The arrival of new settlers in Alexandria had been very much checked by the less prosperous state of the country since the reign of Diocletian. We still find, however, that many of the men of note were not born in Egypt. Paulus, the physician, was a native of AEgina. He has left a work on diseases and their remedies. The chief man of learning was Synesius, a platonic philosopher whom the patriarch Theophilus persuaded to join the Christians. As a platonist he naturally leaned towards many of the doctrines of the popular religion, but he could not believe in a resurrection; and it was not till after Theophilus had ordained him Bishop of Ptolemais near Cyrene that he acknowledged the truth of that doctrine. Nor would he then put away or disown his wife, as the custom of the Church required; indeed, he accepted the bishopric very unwillingly. He was as fond of playful sport as he was of books, and very much disliked business. He has left a volume of writings, which has saved the names of two prefects of Cyrene; the one Anysius, under whose good discipline even the barbarians of Hungary behaved like Roman legionaries, and the other Poonius, who cultivated science in this barren spot. To encourage Pasonius in his praiseworthy studies he made him a present of an astrolabe, to measure the distances of the stars and planets, an instrument which was constructed under the guidance of Hypatia.
Trade and industry were checked by the unsettled state of the country, and misery and famine were spreading over the land. The African tribes of Mazices and Auxoriani, leaving the desert in hope of plunder, overran the province of Libya, and laid waste a large part of the Delta. The barbarians and the sands of the desert were alike encroaching on the cultivated fields. Nature seemed changed. The valley of the Nile was growing narrower. Even within the valley the retreating wraters left behind them harvests less rich, and fever more putrid. The quarries were no longer worth working for their building stone. The mines yielded no more gold.

----

WHAT THIS EXERCISE ASKS -
1. According to the passage on Alexandria, why had fewer new settlers been coming to Alexandria? Answer in one to three sentences.
2. Pick up the passage on Alexandria after its final sentence and continue it.
Nothing in the listing is needed for this work.

DATA EXTRACTS -
----

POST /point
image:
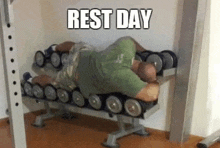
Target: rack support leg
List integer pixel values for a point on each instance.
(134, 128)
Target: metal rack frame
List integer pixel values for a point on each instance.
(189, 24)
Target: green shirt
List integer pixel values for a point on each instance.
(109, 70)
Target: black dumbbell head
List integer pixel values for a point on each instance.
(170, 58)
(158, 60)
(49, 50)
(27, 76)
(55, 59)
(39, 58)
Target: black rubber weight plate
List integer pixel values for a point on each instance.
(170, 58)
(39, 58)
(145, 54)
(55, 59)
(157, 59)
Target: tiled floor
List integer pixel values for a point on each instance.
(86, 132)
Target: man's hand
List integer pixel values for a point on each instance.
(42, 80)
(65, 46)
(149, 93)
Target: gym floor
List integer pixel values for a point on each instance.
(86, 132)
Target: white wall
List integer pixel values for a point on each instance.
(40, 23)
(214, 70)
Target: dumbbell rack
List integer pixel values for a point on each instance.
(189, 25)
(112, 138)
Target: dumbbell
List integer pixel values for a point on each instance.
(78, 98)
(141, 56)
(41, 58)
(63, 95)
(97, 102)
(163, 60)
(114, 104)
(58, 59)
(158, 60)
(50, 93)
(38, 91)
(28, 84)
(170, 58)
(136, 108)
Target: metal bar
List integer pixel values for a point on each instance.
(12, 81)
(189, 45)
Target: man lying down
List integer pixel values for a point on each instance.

----

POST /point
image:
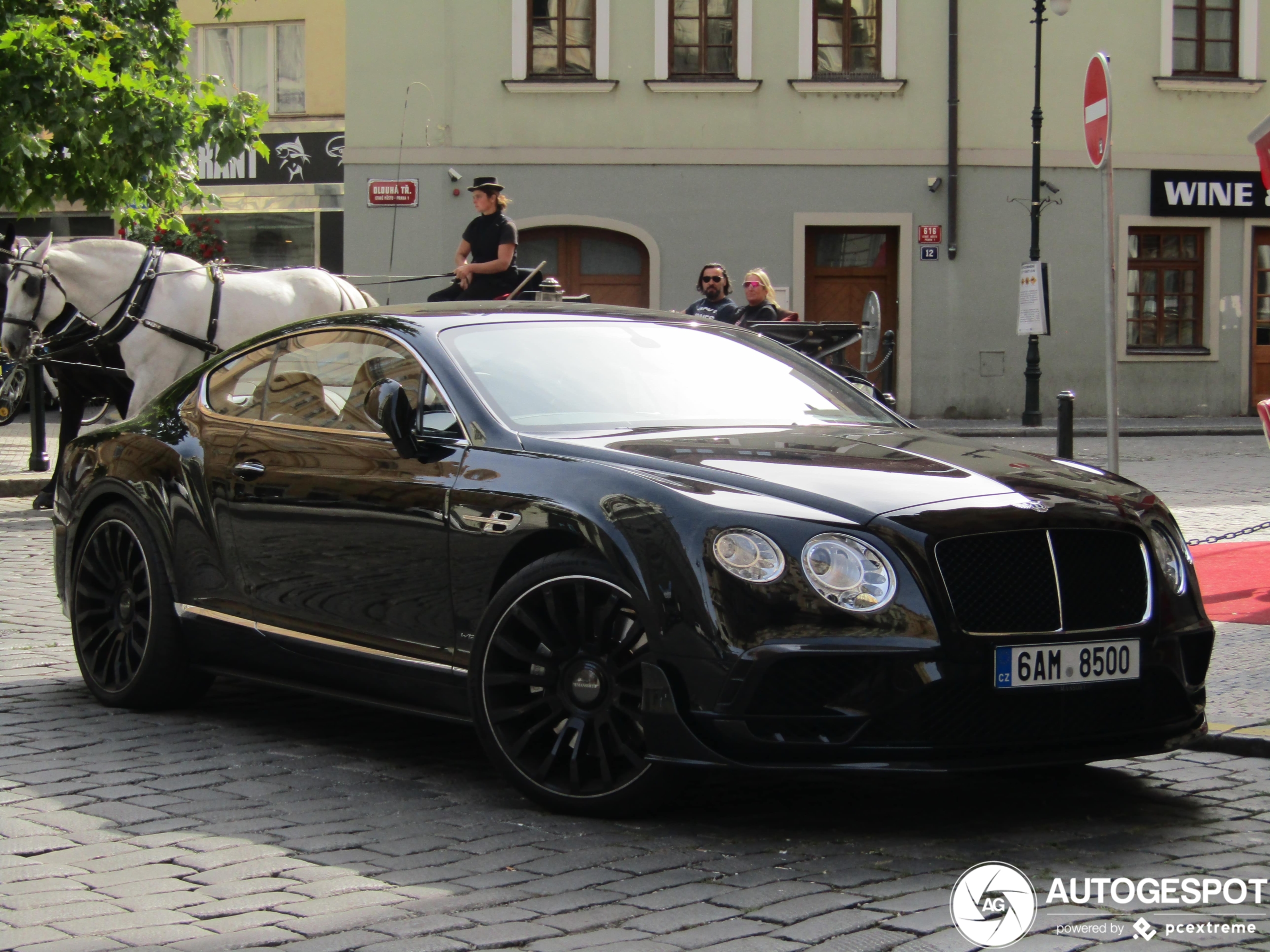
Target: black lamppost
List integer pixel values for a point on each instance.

----

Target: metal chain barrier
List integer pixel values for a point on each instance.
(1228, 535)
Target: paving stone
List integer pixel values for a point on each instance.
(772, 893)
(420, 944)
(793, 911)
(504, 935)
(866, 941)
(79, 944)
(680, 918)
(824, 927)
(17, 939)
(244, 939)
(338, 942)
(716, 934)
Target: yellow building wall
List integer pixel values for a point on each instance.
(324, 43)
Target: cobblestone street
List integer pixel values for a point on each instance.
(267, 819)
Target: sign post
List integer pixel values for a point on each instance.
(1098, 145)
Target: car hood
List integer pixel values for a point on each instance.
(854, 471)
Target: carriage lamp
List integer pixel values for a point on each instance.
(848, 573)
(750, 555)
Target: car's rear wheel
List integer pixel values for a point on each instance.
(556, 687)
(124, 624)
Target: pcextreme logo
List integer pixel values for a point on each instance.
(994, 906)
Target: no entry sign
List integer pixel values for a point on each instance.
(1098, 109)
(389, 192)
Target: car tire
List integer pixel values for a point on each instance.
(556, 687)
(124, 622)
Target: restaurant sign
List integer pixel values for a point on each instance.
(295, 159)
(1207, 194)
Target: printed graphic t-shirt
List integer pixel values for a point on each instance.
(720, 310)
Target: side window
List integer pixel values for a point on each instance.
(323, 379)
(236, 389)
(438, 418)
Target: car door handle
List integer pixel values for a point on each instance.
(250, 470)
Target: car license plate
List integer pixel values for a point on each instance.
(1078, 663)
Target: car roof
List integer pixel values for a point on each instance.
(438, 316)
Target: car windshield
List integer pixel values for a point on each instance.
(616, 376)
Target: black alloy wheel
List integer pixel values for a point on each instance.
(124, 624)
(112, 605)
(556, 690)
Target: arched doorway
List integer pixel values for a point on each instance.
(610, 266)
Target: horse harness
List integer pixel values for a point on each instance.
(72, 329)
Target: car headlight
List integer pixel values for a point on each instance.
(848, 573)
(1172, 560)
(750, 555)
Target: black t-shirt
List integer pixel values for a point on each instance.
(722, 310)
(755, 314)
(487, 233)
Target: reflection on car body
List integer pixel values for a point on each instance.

----

TASK-BY-TASK RESULTS -
1. The less prosperous state of the country since the reign of Diocletian had greatly checked their arrival.

2.
On the death of Arcadius, his son Theodosius was only eight years old, but he was quietly acknowledged as Emperor of the East in 408, and he left the government of Egypt, as heretofore, very much in the hands of the patriarch. In the fifth year of his reign Theophilus died; and, as might be supposed, a successor was not appointed without a struggle for the double honour of Bishop of Alexandria and Governor of Egypt.
[Illustration: 257.jpg QUARRIES AT TOORAH ON THE NILE]
The remains of the Greek and Arian party proposed Timotheus, an archdeacon in the church; but the Egyptian party were united in favour of Cyril, a young man of learning and talent, who had the advantage of being the nephew of the late bishop. Whatever were the forms by which the election should have been governed, it was in reality settled by a battle between the two parties in the streets; and though Abundantius, the military prefect, gave the weight of his name, if not the strength of his cohort, to the party of Timotheus, yet his rival conquered, -and Cyril was carried into the cathedral with a pomp more like a pagan triumph than the modest ordination of a bishop.